Extract
____________
Basically, yes.  However, I would suggest adding the KASSERT in pmap.c 
as a separate change.  The pmap_qremove() changes should be MFCed to 
RELENG_8 and RELENG_7, but not the KASSERT change.

> Index: kern/vfs_bio.c
> ===================================================================
> --- kern/vfs_bio.c	(revision 223705)
> +++ kern/vfs_bio.c	(working copy)
> @@ -1625,6 +1625,7 @@ vfs_vmio_release(struct buf *bp)
>   	int i;
>   	vm_page_t m;
>
> +	pmap_qremove(trunc_page((vm_offset_t) bp->b_data), bp->b_npages);

While you're here, please also remove the non-style(9) compliant space 
after the cast.
____________
Supplied records

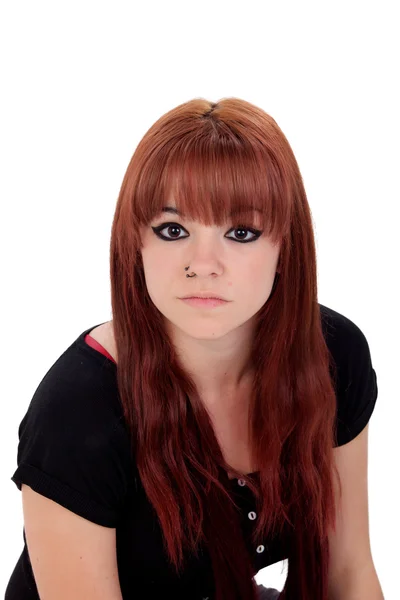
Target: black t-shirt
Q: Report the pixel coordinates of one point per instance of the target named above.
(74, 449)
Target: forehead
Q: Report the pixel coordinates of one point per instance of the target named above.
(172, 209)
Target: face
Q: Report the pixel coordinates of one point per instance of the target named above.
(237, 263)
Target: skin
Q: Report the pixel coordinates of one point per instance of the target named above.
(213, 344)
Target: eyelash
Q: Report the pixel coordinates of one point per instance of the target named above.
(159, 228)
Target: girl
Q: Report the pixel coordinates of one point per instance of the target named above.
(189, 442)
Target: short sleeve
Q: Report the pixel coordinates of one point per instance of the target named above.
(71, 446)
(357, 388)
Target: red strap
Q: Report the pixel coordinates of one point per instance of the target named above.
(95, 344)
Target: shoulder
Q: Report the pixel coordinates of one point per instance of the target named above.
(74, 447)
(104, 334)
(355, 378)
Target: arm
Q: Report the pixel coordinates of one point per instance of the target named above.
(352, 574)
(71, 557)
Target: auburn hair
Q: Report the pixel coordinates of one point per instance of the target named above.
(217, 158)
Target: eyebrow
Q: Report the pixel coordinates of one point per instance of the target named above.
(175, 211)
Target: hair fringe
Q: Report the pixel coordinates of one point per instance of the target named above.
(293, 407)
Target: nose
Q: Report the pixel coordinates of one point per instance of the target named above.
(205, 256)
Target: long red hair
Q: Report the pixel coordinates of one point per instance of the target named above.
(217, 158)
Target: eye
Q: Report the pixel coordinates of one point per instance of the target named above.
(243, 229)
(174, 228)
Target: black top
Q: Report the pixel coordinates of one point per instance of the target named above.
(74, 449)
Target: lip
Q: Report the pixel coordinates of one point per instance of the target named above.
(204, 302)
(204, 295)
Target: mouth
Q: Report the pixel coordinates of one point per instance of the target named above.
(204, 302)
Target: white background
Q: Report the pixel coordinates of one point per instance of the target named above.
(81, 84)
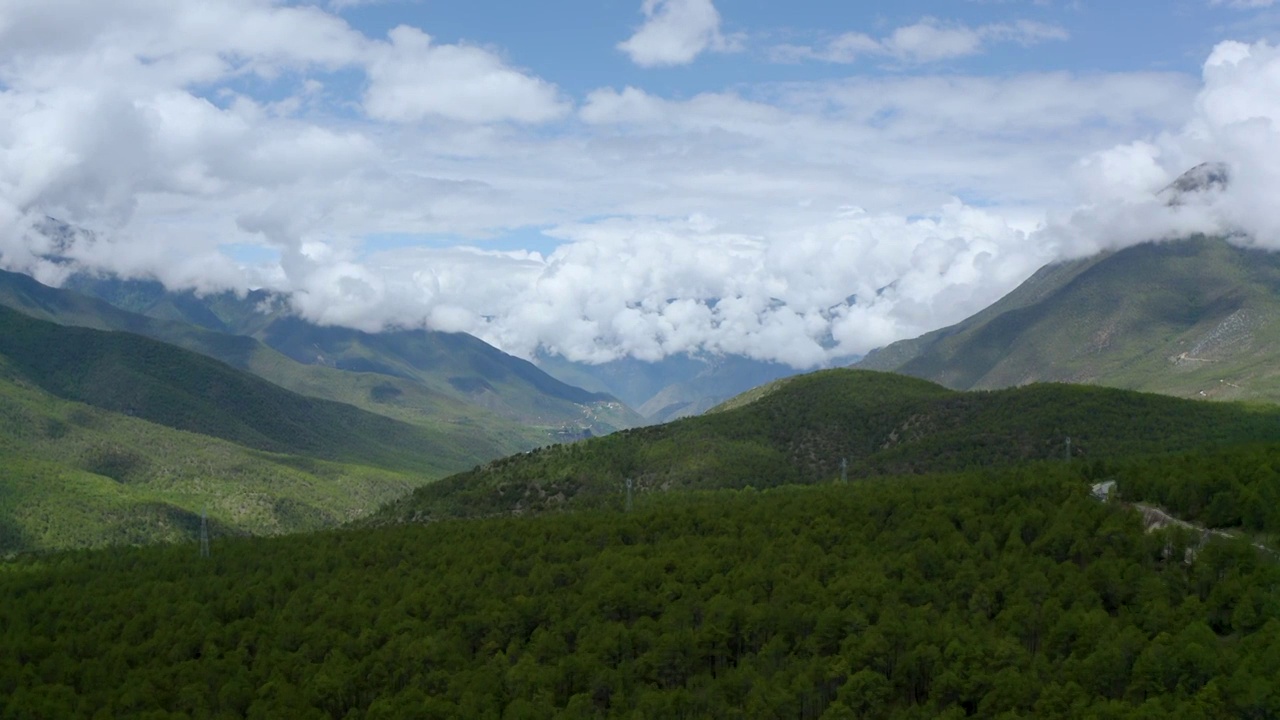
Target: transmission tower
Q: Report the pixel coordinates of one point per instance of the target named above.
____________
Written task 1
Answer these from the patch review text:
(a) To which branches should the pmap_qremove() changes be MFCed?
(b) Against which revision of kern/vfs_bio.c is the diff made?
(c) What does the reviewer ask to have removed after the cast?
Written task 2
Write the next few lines of the patch review text, picking up after its final sentence.

Written reply 1
(a) RELENG_8 and RELENG_7.
(b) Revision 223705.
(c) The non-style(9) compliant space.

Written reply 2
>   	VM_OBJECT_LOCK(bp->b_bufobj->bo_object);
>   	for (i = 0; i<  bp->b_npages; i++) {
>   		m = bp->b_pages[i];
> @@ -1658,7 +1659,6 @@ vfs_vmio_release(struct buf *bp)
>   		vm_page_unlock(m);
>   	}
>   	VM_OBJECT_UNLOCK(bp->b_bufobj->bo_object);
> -	pmap_qremove(trunc_page((vm_offset_t) bp->b_data), bp->b_npages);
>   	
>   	if (bp->b_bufsize) {
>   		bufspacewakeup();
> @@ -3012,6 +3012,10 @@ allocbuf(struct buf *bp, int size)
>   			if (desiredpages<  bp->b_npages) {
>   				vm_page_t m;
>
> +				pmap_qremove((vm_offset_t)trunc_page(
> +				    (vm_offset_t)bp->b_data) +
> +				    (desiredpages<<  PAGE_SHIFT),
> +				    (bp->b_npages - desiredpages));
>   				VM_OBJECT_LOCK(bp->b_bufobj->bo_object);
>   				for (i = desiredpages; i<  bp->b_npages; i++) {
>   					/*
> @@ -3032,8 +3036,6 @@ allocbuf(struct buf *bp, int size)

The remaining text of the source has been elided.